--- WHAT IS BEING ASKED ---
In the listing below, every entry should be duplicated exactly.

--- LISTED ENTRIES ---
• • • • •
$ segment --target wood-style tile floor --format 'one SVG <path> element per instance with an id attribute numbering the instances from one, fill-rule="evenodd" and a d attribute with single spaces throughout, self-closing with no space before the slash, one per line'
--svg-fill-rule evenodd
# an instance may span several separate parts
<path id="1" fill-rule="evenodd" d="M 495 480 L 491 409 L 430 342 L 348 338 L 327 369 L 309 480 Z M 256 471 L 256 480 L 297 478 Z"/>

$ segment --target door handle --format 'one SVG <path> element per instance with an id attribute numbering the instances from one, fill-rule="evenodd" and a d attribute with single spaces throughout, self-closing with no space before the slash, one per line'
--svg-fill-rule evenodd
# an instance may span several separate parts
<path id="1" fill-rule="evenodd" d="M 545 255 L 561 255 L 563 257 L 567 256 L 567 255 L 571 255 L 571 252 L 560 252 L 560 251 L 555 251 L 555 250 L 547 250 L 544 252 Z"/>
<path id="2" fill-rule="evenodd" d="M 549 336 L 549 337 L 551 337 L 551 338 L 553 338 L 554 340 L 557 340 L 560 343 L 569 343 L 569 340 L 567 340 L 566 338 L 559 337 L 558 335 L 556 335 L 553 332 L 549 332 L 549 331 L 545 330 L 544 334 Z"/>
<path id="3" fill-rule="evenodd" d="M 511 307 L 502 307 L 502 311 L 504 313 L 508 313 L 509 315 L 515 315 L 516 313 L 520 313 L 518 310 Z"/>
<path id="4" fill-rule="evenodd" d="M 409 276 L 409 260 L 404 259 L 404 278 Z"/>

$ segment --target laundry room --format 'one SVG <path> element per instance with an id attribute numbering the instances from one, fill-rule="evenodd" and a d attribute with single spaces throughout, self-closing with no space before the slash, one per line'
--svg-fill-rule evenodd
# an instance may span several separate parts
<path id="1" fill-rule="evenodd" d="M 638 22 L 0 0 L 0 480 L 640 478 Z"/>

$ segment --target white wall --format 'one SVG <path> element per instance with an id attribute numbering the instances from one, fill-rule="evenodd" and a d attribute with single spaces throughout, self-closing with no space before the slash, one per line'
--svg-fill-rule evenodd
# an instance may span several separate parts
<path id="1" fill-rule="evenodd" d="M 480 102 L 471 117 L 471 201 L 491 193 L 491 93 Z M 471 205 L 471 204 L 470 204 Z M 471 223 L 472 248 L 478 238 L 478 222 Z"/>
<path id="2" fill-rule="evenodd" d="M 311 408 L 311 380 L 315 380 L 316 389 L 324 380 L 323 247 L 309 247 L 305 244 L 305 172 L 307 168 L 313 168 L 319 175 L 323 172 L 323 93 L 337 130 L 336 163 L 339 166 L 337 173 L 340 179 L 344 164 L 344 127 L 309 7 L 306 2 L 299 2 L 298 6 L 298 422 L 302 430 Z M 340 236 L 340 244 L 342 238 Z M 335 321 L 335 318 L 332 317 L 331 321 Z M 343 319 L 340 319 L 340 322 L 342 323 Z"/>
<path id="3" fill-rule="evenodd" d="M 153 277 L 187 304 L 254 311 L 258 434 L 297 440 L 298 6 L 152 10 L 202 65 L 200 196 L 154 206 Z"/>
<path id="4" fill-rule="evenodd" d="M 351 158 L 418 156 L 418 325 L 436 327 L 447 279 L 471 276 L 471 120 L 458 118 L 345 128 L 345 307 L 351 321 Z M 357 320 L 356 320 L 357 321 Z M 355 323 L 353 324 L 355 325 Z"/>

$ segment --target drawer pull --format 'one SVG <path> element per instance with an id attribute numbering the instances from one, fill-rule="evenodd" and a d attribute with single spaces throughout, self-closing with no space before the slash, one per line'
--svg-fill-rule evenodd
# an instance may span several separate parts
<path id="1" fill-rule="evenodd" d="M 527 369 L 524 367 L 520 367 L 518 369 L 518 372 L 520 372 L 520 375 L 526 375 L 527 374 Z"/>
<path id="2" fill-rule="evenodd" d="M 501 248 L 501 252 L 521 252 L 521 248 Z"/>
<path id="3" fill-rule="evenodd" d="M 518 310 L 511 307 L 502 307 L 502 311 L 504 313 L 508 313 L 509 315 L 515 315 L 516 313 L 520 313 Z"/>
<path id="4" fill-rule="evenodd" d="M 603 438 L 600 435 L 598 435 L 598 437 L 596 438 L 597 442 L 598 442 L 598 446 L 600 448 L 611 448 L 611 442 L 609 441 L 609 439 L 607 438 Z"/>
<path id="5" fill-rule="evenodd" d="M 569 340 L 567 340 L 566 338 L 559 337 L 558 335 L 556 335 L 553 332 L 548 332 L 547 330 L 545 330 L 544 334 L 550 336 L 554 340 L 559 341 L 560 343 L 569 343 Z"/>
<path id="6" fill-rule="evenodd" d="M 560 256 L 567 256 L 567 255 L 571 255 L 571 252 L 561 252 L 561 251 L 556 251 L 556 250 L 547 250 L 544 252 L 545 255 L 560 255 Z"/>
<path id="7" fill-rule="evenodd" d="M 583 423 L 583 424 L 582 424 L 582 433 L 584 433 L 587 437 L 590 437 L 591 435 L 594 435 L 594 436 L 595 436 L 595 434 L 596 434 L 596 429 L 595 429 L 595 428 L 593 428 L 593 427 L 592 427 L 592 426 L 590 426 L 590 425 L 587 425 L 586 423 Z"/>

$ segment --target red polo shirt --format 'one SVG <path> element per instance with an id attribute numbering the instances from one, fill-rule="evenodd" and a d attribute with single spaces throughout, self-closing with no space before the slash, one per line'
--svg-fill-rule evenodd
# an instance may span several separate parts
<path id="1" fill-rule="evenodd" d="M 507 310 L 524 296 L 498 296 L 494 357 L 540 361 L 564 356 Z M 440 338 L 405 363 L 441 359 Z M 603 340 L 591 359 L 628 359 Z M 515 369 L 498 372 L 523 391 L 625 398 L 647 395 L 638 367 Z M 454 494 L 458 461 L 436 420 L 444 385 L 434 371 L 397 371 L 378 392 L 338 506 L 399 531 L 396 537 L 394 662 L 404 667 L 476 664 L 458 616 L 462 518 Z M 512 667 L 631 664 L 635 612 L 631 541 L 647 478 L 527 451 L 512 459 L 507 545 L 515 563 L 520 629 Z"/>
• • • • •
--- EXERCISE OUTPUT ---
$ segment --target wood-style tile floor --format 'one SVG <path> element per instance with an id attribute numbering the instances from one, fill-rule="evenodd" and a d attribute with single spaces throughout, self-closing with no space before the slash, one per line'
--svg-fill-rule evenodd
# an instance may span several separate parts
<path id="1" fill-rule="evenodd" d="M 495 480 L 491 409 L 430 342 L 348 338 L 327 369 L 309 480 Z M 256 471 L 256 480 L 297 478 Z"/>

$ segment --target door handle --format 'one SVG <path> element per instance with an id attribute numbering the instances from one, fill-rule="evenodd" and a d attribute with single spaces throughout, self-closing with no space before the slash, one per line'
--svg-fill-rule evenodd
# an instance may span several separate parts
<path id="1" fill-rule="evenodd" d="M 545 255 L 561 255 L 563 257 L 567 256 L 567 255 L 571 255 L 571 252 L 560 252 L 560 251 L 555 251 L 555 250 L 547 250 L 544 252 Z"/>
<path id="2" fill-rule="evenodd" d="M 549 336 L 549 337 L 551 337 L 551 338 L 553 338 L 554 340 L 557 340 L 560 343 L 569 343 L 569 340 L 567 340 L 566 338 L 559 337 L 558 335 L 556 335 L 553 332 L 549 332 L 549 331 L 545 330 L 544 334 Z"/>
<path id="3" fill-rule="evenodd" d="M 511 307 L 502 307 L 502 311 L 504 313 L 508 313 L 509 315 L 515 315 L 516 313 L 520 313 L 518 310 Z"/>
<path id="4" fill-rule="evenodd" d="M 409 276 L 409 260 L 404 259 L 404 278 Z"/>

$ segment --target laundry room --format 'one SVG <path> element per instance with an id attribute numbering the instances from one, fill-rule="evenodd" and a d attribute with single spaces throughout, self-closing with no space before the slash, one per line'
--svg-fill-rule evenodd
# an instance may span several separate parts
<path id="1" fill-rule="evenodd" d="M 638 22 L 0 0 L 0 480 L 640 478 Z"/>

$ segment --target white wall --format 'one SVG <path> element per instance with an id attribute numbering the instances from one, fill-rule="evenodd" and a d attribute with single spaces throughout, self-closing with no space before the slash, one per line'
--svg-fill-rule evenodd
# an instance may span several separate parts
<path id="1" fill-rule="evenodd" d="M 480 102 L 471 117 L 471 201 L 491 193 L 491 93 Z M 471 205 L 471 204 L 470 204 Z M 471 223 L 472 248 L 478 238 L 478 222 Z"/>
<path id="2" fill-rule="evenodd" d="M 311 408 L 311 380 L 315 380 L 316 389 L 324 380 L 323 247 L 309 247 L 305 244 L 305 172 L 307 168 L 313 168 L 319 175 L 323 172 L 323 93 L 337 130 L 336 163 L 339 166 L 337 173 L 340 179 L 344 164 L 344 127 L 309 7 L 306 2 L 299 2 L 298 6 L 298 422 L 302 430 Z M 340 236 L 340 244 L 342 238 Z M 335 321 L 335 318 L 332 317 L 331 321 Z M 343 319 L 340 319 L 340 322 L 342 323 Z"/>
<path id="3" fill-rule="evenodd" d="M 153 277 L 187 304 L 254 311 L 258 434 L 297 440 L 298 6 L 152 10 L 202 65 L 200 196 L 154 206 Z"/>
<path id="4" fill-rule="evenodd" d="M 351 158 L 418 156 L 418 325 L 436 327 L 447 279 L 471 276 L 471 120 L 458 118 L 345 128 L 345 307 L 351 321 Z M 357 320 L 356 320 L 357 321 Z M 355 323 L 353 324 L 355 325 Z"/>

$ segment --target drawer pull --format 'one SVG <path> element per instance with an id attribute numbering the instances from one, fill-rule="evenodd" and a d attribute with single spaces throughout, self-closing with no space before the slash, one per line'
--svg-fill-rule evenodd
# an instance may span several separate parts
<path id="1" fill-rule="evenodd" d="M 527 369 L 524 367 L 520 367 L 518 369 L 518 372 L 520 372 L 520 375 L 526 375 L 527 374 Z"/>
<path id="2" fill-rule="evenodd" d="M 501 248 L 501 252 L 521 252 L 521 248 Z"/>
<path id="3" fill-rule="evenodd" d="M 518 310 L 511 307 L 502 307 L 502 311 L 504 313 L 508 313 L 509 315 L 515 315 L 516 313 L 520 313 Z"/>
<path id="4" fill-rule="evenodd" d="M 603 438 L 600 435 L 598 435 L 598 437 L 596 438 L 597 442 L 598 442 L 598 446 L 600 448 L 611 448 L 611 442 L 609 441 L 609 439 L 607 438 Z"/>
<path id="5" fill-rule="evenodd" d="M 569 340 L 567 340 L 566 338 L 559 337 L 558 335 L 556 335 L 553 332 L 548 332 L 547 330 L 545 330 L 544 334 L 550 336 L 554 340 L 559 341 L 560 343 L 569 343 Z"/>
<path id="6" fill-rule="evenodd" d="M 560 256 L 567 256 L 567 255 L 571 255 L 571 252 L 561 252 L 561 251 L 556 251 L 556 250 L 547 250 L 544 252 L 545 255 L 560 255 Z"/>
<path id="7" fill-rule="evenodd" d="M 583 423 L 583 424 L 582 424 L 582 433 L 584 433 L 587 437 L 590 437 L 591 435 L 594 435 L 594 436 L 595 436 L 595 434 L 596 434 L 596 429 L 595 429 L 595 428 L 593 428 L 593 427 L 592 427 L 592 426 L 590 426 L 590 425 L 587 425 L 586 423 Z"/>

$ segment --target red polo shirt --format 'one SVG <path> element per instance with an id attribute numbering the instances from one, fill-rule="evenodd" and a d attribute with single spaces throughout, self-closing with no space before the slash, one per line'
--svg-fill-rule evenodd
# an instance may span several separate parts
<path id="1" fill-rule="evenodd" d="M 507 310 L 524 296 L 498 296 L 494 357 L 540 361 L 564 356 Z M 440 338 L 405 363 L 441 359 Z M 603 340 L 591 359 L 628 359 Z M 515 369 L 498 372 L 523 391 L 625 398 L 647 395 L 638 367 Z M 454 494 L 458 461 L 436 420 L 444 385 L 434 371 L 397 371 L 378 392 L 338 506 L 399 531 L 396 537 L 394 662 L 404 667 L 476 664 L 458 616 L 462 518 Z M 512 667 L 631 664 L 635 612 L 631 541 L 647 478 L 527 451 L 512 459 L 507 545 L 515 563 L 520 629 Z"/>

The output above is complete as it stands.